# START OF Source data
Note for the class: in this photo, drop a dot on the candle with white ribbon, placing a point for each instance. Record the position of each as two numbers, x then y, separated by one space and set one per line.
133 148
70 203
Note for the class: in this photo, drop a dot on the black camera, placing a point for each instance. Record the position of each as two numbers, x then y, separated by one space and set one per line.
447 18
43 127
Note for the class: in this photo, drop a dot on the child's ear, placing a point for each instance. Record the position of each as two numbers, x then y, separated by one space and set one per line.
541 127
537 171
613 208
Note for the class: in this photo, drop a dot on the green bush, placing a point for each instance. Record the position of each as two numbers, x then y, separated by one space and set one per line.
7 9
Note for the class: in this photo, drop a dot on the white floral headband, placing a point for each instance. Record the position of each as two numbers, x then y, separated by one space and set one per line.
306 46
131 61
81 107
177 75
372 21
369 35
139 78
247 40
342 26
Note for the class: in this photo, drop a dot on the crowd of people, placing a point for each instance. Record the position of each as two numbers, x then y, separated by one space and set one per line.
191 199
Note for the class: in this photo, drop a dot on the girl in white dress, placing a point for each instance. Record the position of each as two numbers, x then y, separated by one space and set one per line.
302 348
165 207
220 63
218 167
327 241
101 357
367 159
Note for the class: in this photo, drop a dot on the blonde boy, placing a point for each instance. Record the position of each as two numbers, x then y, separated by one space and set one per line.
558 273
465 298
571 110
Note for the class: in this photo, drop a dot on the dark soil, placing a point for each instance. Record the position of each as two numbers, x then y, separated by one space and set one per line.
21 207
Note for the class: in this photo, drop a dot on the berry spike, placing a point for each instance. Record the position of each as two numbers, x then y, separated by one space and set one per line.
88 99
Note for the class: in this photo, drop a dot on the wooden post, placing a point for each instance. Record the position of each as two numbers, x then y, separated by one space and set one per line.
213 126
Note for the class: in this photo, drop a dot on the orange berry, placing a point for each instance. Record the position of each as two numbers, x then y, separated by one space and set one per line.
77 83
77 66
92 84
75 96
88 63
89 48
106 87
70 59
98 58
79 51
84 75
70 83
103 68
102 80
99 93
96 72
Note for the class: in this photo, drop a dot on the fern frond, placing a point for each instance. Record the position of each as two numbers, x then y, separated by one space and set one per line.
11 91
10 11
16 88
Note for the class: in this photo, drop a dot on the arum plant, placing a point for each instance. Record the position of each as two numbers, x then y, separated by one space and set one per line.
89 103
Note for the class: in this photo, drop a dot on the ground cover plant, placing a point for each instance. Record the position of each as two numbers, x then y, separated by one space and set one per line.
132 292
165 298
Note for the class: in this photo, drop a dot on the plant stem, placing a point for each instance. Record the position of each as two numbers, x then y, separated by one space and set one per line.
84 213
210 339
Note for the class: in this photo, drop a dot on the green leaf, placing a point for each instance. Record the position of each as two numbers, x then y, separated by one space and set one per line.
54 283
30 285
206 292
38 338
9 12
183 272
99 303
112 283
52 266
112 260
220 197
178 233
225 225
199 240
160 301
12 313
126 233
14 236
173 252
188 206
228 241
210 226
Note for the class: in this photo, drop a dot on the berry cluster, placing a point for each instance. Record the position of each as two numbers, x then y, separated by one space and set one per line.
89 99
# END OF Source data
Reproduce all the records precisely.

Task answer |
Note for the class: in this photo, drop a dot on the candle with white ribbon, placing a point for each instance. Record the position of each as two numbers, x then y, separated by one space and set one per line.
133 148
70 203
Note for the class: in this photo, drop a dot on the black camera, placing a point for each instance. Record the position of each as two numbers, x then y, separated by one space and set one per line.
447 18
43 127
Note for the class: in this photo, drop a dot on the child's ear, placing a point for each instance. Record the position of each as two numbers, x then y, separated by one space and set one per line.
541 127
537 171
613 208
Note for the class: in this photo, drop a dot on the green bush, placing a point for each instance. Record the position of each as two numbers, x then y, separated by one space and set one per line.
7 9
Note for the class: in this photo, drop a dot on the white floral headband, placing a point for each instance. Record the position of each as two numbers, x then y, separated by one space and set one per line.
306 46
131 61
81 107
177 75
372 21
369 35
139 78
247 40
342 26
Note for the class: in this photo, drop a dot on the crowd of people, placing a point for each instance. Record the position of each as two numbers, x then y, separated by one space and set one per line.
191 199
Note for the class: in this photo, drop a dot on the girl in white dress, placing a point for each instance. Record the position of each as two numbers, x then y, separated by one space and set one per line.
302 348
165 207
220 63
218 167
327 241
101 357
367 159
Note for the class: in this photo, drop a dot on the blonde boy, placing a point for each instance. Record the position of each as two numbers, x then y, separated by one space and set one per line.
558 273
465 298
571 110
Note for the class: in this photo, drop a dot on the dark soil, placing a point for each instance. Record the position of each as two numbers, x then y, separated by one space and set one per line.
21 207
Note for the class: in this photo, drop a dot on the berry spike, placing a point for each instance. Record the position of each as two numbers, x then y, separated by one space and set one per line.
88 99
Note for the class: in this photo, drop a dot on the wooden post, placing a point for each instance. Record the position of each as two numbers, x then y, separated by one space and set one per line.
213 126
Note for the class: in this photo, drop a dot on the orange berry, placing a point for each instance. Record the position of each as two numbers, x then y, separated by one space and set one per line.
77 83
77 66
92 84
75 96
88 63
89 48
106 87
70 59
98 58
79 51
84 75
70 83
103 68
102 80
99 93
96 72
Note for the class: in this photo, drop a dot on the fern frond, placing a point for each instance. Record the position of each as two numbers, x then y, separated by one space and set one per line.
11 91
10 11
16 88
Note for the class: in this photo, drop a dot on the arum plant, placing a point for each instance. Record the position of each as two numbers, x then y, separated by one space and set one per line.
89 103
Note for the class: in this photo, drop a dot on the ground cover plant, placing a point for each instance. Record the position of each as two numbers, x then y, separated by one space and set one per line.
132 292
165 298
Note for the class: in this photo, drop a dot on the plant stem, placing a point for each instance. Record the position of each as two numbers, x then y, separated by one space and set one per line.
84 213
210 339
Note for the class: in this photo, drop a dot on the green leaf, placing a point for each instance. Record the position of each as two numbers, x then y, separated by one space and set one per line.
54 283
30 285
206 292
38 338
9 12
183 272
99 303
112 283
52 266
112 260
220 197
178 233
225 225
199 240
160 301
12 313
126 233
14 236
173 252
188 206
228 241
210 226
Note for the class: in this photo, drop a dot on the berry cluster, placing a point for each instance. Record the position of each as two numbers, x then y, separated by one space and set one per line.
89 99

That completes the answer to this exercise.